Extracted data:
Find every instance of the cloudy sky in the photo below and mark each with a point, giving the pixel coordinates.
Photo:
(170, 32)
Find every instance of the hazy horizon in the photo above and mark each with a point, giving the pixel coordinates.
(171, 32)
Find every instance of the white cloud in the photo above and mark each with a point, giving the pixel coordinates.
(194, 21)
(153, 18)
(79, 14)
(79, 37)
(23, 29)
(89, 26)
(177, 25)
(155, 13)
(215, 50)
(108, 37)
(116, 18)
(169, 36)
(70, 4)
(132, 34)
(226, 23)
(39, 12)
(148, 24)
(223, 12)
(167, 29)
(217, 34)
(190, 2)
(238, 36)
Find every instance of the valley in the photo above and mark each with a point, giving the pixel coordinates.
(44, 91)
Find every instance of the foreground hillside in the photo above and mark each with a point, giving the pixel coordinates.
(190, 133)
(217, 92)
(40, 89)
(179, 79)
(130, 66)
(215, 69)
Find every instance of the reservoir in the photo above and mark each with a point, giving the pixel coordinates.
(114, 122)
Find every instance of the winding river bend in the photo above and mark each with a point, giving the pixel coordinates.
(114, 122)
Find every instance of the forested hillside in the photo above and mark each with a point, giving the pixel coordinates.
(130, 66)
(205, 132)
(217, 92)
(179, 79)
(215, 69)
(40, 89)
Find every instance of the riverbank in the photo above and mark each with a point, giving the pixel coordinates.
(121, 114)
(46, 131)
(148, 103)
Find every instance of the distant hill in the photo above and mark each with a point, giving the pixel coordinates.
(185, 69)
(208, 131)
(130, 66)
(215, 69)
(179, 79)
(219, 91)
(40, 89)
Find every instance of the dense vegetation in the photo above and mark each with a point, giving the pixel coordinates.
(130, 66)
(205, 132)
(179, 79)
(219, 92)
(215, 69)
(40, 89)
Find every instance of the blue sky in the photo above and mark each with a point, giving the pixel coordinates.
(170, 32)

Short exercise:
Transcribe every record above exactly as it appears.

Solution to this task:
Find every instance of the cloudy sky in the photo below and mark each with a point, giving the pixel coordinates.
Photo:
(170, 32)
Find every instance of the hazy horizon in the photo above and mark each with a point, giving the pixel coordinates.
(171, 32)
Find every instance of the white cloud in the photo above and mark each with a point, giving the pixel coordinates.
(194, 21)
(153, 18)
(79, 14)
(79, 37)
(23, 29)
(89, 26)
(177, 25)
(155, 13)
(215, 50)
(108, 37)
(116, 18)
(169, 36)
(70, 4)
(132, 34)
(226, 23)
(39, 12)
(148, 24)
(223, 12)
(167, 29)
(217, 34)
(190, 2)
(238, 36)
Find every instance of the valley in the photo above and mark each with a point, giving the pixel coordinates.
(44, 91)
Find every instance of the foreground hillside in the photo above and mark each with a point, giving the pixel coordinates.
(190, 133)
(217, 92)
(40, 89)
(179, 79)
(130, 66)
(215, 69)
Find every instance of the reservoir in the photo above and mark each with a point, giving the pixel coordinates.
(114, 122)
Find every instance of the winding river bend in the photo above and mark each with a point, giving the pixel coordinates.
(114, 122)
Find every instance of the forested hillside in the photo above and mark each with a point, giving the pixel coordinates.
(130, 66)
(205, 132)
(217, 92)
(179, 79)
(215, 69)
(40, 89)
Find every instance of the riverbank in the photo above and mark each with a point, giving the pixel coordinates.
(121, 114)
(46, 131)
(148, 103)
Find every instance of the distant hill in the photo above and mark each with a point, giving the pixel coordinates.
(185, 69)
(208, 131)
(130, 66)
(215, 69)
(179, 79)
(219, 91)
(40, 89)
Find every instance of the dense vegetation in the photo above and mark each with a point, giving the pixel coordinates.
(130, 66)
(205, 132)
(179, 79)
(219, 92)
(215, 69)
(40, 89)
Find every instance of the blue sky in the photo above and mark each with a point, giving the pixel coordinates.
(170, 32)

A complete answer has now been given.